* **EXERCISE PROMPT**
Convert each line of the data below into a string in a JSON list, in order, omitting any blank lines.

++++ EXTRACTED DATA

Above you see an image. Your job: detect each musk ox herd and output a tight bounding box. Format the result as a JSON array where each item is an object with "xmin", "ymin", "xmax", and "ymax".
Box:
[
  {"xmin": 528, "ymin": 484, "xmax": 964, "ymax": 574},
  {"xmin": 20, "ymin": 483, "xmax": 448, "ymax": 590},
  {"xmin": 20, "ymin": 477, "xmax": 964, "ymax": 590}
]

++++++++

* **ANSWER TO THIS PROBLEM**
[
  "Above you see an image. Your job: detect each musk ox herd and output a tight bounding box. Format the result as a JSON array where each item is an object with \"xmin\", \"ymin\", \"xmax\", and \"ymax\".",
  "Box:",
  "[",
  "  {\"xmin\": 528, \"ymin\": 484, \"xmax\": 964, \"ymax\": 574},",
  "  {\"xmin\": 20, \"ymin\": 483, \"xmax\": 448, \"ymax\": 590},",
  "  {\"xmin\": 20, \"ymin\": 477, \"xmax\": 964, \"ymax\": 590}",
  "]"
]